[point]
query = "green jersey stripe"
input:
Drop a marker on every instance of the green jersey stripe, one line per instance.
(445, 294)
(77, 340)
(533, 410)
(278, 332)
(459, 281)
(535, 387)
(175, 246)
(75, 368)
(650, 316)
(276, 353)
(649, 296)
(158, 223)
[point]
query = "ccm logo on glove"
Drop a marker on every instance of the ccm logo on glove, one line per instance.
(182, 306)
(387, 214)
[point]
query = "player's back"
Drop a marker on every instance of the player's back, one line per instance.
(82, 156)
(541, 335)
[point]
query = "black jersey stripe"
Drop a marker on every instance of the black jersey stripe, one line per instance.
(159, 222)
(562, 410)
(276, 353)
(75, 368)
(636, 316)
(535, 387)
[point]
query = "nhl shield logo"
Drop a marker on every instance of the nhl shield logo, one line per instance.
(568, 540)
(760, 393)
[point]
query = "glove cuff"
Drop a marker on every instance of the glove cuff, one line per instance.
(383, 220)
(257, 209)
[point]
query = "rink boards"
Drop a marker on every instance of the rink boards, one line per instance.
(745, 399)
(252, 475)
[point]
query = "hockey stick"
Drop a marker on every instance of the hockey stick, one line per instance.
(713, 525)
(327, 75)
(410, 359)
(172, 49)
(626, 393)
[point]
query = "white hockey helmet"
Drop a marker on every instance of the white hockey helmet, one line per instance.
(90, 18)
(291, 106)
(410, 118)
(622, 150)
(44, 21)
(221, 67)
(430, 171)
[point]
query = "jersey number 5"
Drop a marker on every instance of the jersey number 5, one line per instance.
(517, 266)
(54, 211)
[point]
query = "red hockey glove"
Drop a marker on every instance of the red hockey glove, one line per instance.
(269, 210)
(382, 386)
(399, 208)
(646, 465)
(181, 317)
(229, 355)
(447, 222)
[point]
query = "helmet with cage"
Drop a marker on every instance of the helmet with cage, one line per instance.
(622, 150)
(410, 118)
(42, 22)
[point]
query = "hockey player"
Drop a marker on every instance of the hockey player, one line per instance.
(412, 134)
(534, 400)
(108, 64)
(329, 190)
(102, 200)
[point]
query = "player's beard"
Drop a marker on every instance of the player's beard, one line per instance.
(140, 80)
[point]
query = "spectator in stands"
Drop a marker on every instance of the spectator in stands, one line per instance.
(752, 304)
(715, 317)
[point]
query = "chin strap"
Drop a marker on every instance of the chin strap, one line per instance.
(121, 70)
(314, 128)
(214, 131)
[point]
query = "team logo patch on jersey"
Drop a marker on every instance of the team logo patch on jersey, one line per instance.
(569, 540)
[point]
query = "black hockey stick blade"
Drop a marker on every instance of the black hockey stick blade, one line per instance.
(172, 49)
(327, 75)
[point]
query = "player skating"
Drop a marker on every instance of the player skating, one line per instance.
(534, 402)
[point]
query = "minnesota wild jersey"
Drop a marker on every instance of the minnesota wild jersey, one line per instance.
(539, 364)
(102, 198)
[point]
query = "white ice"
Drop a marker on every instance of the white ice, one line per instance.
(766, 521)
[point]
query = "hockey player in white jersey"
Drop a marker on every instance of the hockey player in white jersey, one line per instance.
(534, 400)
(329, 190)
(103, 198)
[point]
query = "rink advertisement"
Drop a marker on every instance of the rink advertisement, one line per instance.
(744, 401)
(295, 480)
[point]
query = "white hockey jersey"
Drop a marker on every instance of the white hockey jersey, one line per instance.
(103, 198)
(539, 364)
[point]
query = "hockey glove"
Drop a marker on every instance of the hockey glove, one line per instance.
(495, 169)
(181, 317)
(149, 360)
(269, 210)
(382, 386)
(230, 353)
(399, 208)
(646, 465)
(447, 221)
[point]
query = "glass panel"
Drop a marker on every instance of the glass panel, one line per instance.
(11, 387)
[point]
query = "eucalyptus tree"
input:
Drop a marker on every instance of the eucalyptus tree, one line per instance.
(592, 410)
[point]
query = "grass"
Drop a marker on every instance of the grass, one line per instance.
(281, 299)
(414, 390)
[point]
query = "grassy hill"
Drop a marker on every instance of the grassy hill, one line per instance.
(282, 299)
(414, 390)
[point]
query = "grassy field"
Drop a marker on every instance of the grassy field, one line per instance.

● **DESCRIPTION OF THE TASK**: The records above should be restated exactly, line for line.

● **SOLUTION TO THIS PROBLEM**:
[point]
query = "green jersey stripe"
input:
Drop a marker on every instance of the green jersey stripe, one line per instance.
(445, 294)
(77, 340)
(533, 410)
(278, 332)
(459, 281)
(535, 387)
(175, 246)
(75, 368)
(650, 316)
(276, 353)
(649, 296)
(158, 223)
[point]
query = "ccm logo on glove"
Drop a marker on every instance of the ccm logo on glove, one line per instance.
(182, 306)
(387, 214)
[point]
query = "player's back"
Drop a marker on every instance of the player's back, one line per instance.
(82, 156)
(541, 335)
[point]
query = "black jersey stripe"
Drop a marker on every instance of the black jersey stripe, one line per instance.
(159, 222)
(562, 410)
(276, 353)
(75, 368)
(636, 316)
(535, 387)
[point]
query = "nhl shield logo"
Drop a marker on every instance of the nhl shield logo, one line per instance.
(568, 540)
(760, 393)
[point]
query = "glove cuff"
Drop a marker on every instance of the glove cuff, one line per instance.
(383, 220)
(257, 209)
[point]
query = "rink boards"
Drop a marker on every instance of the rink boards, one line per instance.
(745, 399)
(252, 475)
[point]
query = "hockey stick"
Drop a marker on every instance of the hockey stick, one line per instance.
(713, 525)
(327, 75)
(410, 359)
(172, 49)
(626, 393)
[point]
query = "white hockey helmet"
Drop a marker on every instance of the white hockey helmet, one line per instance.
(90, 18)
(291, 106)
(410, 118)
(622, 150)
(44, 21)
(221, 67)
(430, 171)
[point]
query = "jersey number 5"
Drop a marker on every instance of the jersey number 5, one line per instance.
(517, 266)
(54, 211)
[point]
query = "red hockey glove"
Drop a marker on every instance of the red hockey glove, one line per instance.
(269, 210)
(382, 386)
(399, 208)
(646, 465)
(181, 317)
(229, 355)
(447, 222)
[point]
query = "helmet with cage"
Drop a marker on every instance of the helmet with cage, one line per instance.
(622, 150)
(410, 118)
(42, 22)
[point]
query = "hockey player"
Drop a marker on every instance of the hockey player, one line per instance.
(412, 134)
(534, 400)
(108, 64)
(329, 190)
(102, 200)
[point]
query = "player's beard"
Drop a marker on every instance of the player's beard, one line per instance.
(140, 80)
[point]
query = "spectator in stands"
Drop a marker on every instance of the spectator in stands, one line per instance.
(752, 304)
(715, 317)
[point]
query = "chin strap"
Drop a marker on every instance of the chin strap, one line per instance.
(121, 70)
(314, 128)
(214, 131)
[point]
query = "team logo patch on jersey"
Drop a marker on every instance of the team logo patch on jersey, one line per instance.
(569, 540)
[point]
query = "black hockey stick blade"
Drop a marker on every instance of the black hockey stick blade, one line per instance.
(172, 49)
(327, 75)
[point]
query = "player skating"
Drop a marker on every instance of the player skating, one line per instance.
(534, 402)
[point]
query = "minnesota wild jersey"
Drop a marker on every instance of the minnesota wild jersey, one line per instance.
(539, 364)
(102, 198)
[point]
query = "white ice"
Drop a marker on every instance of the white ice, one line per instance.
(766, 521)
[point]
query = "hockey player in white jersey"
Drop a marker on every instance of the hockey player in white jersey, one line per instance.
(534, 400)
(329, 190)
(103, 198)
[point]
query = "rink advertisement"
Drop a marker on every instance of the rink advertisement, one line per instance.
(744, 401)
(295, 480)
[point]
query = "white hockey jersey"
Drop a marker on every instance of the white hockey jersey, one line per instance.
(103, 198)
(539, 364)
[point]
query = "hockey glove"
Drop a marker on every instance of the hockey glove, one line per instance.
(495, 169)
(181, 317)
(149, 360)
(269, 210)
(382, 386)
(230, 353)
(399, 208)
(646, 465)
(447, 221)
[point]
query = "glass panel"
Drop a marker on every instance of the glass panel, one line per instance.
(11, 387)
[point]
query = "eucalyptus tree"
input:
Drop a marker on every instance of the eucalyptus tree, one line per instance.
(592, 410)
[point]
query = "grass"
Drop a marker on every instance of the grass, one line per instance.
(281, 299)
(414, 390)
[point]
query = "grassy hill"
Drop a marker on every instance of the grassy hill, one line per instance.
(282, 299)
(414, 390)
[point]
query = "grassy field"
Drop a marker on every instance of the grassy field, one line per instance.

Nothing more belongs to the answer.